Raw records
* * * * * * * * *

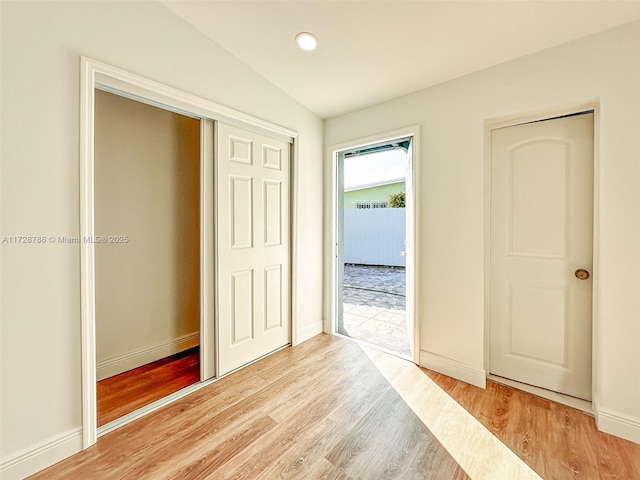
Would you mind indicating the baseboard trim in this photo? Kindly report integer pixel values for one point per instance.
(616, 423)
(33, 460)
(453, 368)
(122, 363)
(310, 331)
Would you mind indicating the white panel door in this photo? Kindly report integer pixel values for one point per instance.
(252, 246)
(541, 239)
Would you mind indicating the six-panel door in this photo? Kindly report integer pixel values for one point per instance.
(252, 246)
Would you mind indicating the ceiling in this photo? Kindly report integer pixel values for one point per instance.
(371, 51)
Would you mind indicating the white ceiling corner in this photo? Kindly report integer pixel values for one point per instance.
(371, 51)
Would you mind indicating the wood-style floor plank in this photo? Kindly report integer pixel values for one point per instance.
(557, 441)
(326, 409)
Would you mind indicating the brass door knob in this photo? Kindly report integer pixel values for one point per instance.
(582, 274)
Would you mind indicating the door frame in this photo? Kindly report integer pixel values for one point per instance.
(332, 223)
(99, 75)
(520, 119)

* * * * * * * * *

Copy the data verbatim, starting at the line that contains "Would you mind indicating the white ceiling" and ending with the final line of the data.

▸ Correct response
Would you mind indicating the white ceiling corner in this photo? Kindly report integer pixel values for one point per instance.
(371, 51)
Would you mind indicating the wood-style floor plank in this photo? Kindly report integer pixel values for one point per instance.
(557, 441)
(326, 409)
Would you mind indicating the brass door knob in this photo? Kindly report integer pixel values for one point per instance.
(582, 274)
Would you mind indicating the door frame in this photo? Kindly report integer pixel values for one point per instance.
(332, 223)
(99, 75)
(520, 119)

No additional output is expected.